Input for this task
+ + + + + + +
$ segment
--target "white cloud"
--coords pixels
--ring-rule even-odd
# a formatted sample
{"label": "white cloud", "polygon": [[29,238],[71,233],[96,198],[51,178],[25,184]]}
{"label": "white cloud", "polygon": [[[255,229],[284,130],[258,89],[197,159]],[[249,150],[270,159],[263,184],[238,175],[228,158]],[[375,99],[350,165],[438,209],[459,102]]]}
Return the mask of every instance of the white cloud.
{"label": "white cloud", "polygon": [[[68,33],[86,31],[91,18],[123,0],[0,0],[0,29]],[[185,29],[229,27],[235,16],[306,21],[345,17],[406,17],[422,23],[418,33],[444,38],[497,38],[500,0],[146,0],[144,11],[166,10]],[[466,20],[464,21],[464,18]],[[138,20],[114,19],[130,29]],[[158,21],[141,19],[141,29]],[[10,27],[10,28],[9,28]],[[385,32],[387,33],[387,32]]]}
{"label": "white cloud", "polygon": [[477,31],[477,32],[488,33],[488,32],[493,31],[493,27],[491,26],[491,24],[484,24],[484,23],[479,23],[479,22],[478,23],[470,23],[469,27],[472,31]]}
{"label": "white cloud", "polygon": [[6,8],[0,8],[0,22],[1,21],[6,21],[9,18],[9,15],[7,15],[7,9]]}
+ + + + + + +
Task instructions
Reproduce the entries exactly as they appear.

Exercise result
$ segment
--target "white cloud"
--coords pixels
--ring-rule even-odd
# a formatted sample
{"label": "white cloud", "polygon": [[29,238],[71,233],[96,198],[51,178],[25,184]]}
{"label": "white cloud", "polygon": [[[255,229],[284,130],[258,89],[197,159]],[[249,150],[270,159],[263,184],[238,175],[228,158]],[[375,99],[350,165],[438,209],[459,102]]]}
Return the mask of every instance of the white cloud.
{"label": "white cloud", "polygon": [[[68,33],[86,31],[91,18],[123,0],[0,0],[0,29]],[[185,29],[229,27],[235,16],[306,21],[345,17],[406,17],[422,23],[418,33],[444,38],[497,38],[500,0],[146,0],[144,11],[166,10]],[[466,20],[464,21],[464,18]],[[138,20],[114,19],[130,29]],[[158,21],[141,19],[141,29]],[[10,27],[10,28],[9,28]],[[385,32],[387,33],[387,32]]]}
{"label": "white cloud", "polygon": [[477,31],[477,32],[488,33],[488,32],[493,31],[493,27],[491,26],[491,24],[484,24],[484,23],[479,23],[479,22],[478,23],[470,23],[469,27],[472,31]]}
{"label": "white cloud", "polygon": [[6,8],[0,8],[0,22],[1,21],[6,21],[9,18],[9,15],[7,15],[7,9]]}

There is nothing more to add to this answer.